Report the number of lines below in which the word "above" occurs. Nothing else is needed.

(DATA FOR THE TASK Opens)

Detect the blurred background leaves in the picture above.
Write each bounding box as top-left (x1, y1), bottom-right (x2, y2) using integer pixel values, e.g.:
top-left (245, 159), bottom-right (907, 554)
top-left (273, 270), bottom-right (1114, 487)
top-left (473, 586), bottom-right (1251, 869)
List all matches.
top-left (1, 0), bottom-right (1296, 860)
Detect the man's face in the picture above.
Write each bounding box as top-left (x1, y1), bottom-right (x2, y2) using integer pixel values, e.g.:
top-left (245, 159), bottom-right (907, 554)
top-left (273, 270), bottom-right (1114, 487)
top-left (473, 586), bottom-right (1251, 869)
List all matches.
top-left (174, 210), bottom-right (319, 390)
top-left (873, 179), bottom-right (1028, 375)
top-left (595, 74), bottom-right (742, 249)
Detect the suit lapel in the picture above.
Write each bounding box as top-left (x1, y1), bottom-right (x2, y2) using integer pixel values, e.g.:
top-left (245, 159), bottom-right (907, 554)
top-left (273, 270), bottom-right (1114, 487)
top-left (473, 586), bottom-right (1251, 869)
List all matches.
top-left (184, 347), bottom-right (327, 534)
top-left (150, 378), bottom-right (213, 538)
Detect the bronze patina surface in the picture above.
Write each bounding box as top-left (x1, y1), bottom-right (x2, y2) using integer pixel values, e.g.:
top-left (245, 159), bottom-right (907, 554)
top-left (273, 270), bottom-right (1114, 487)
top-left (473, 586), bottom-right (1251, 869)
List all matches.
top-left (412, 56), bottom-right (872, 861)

(DATA FOR THE TASK Closes)

*RESPONSE BELOW*
4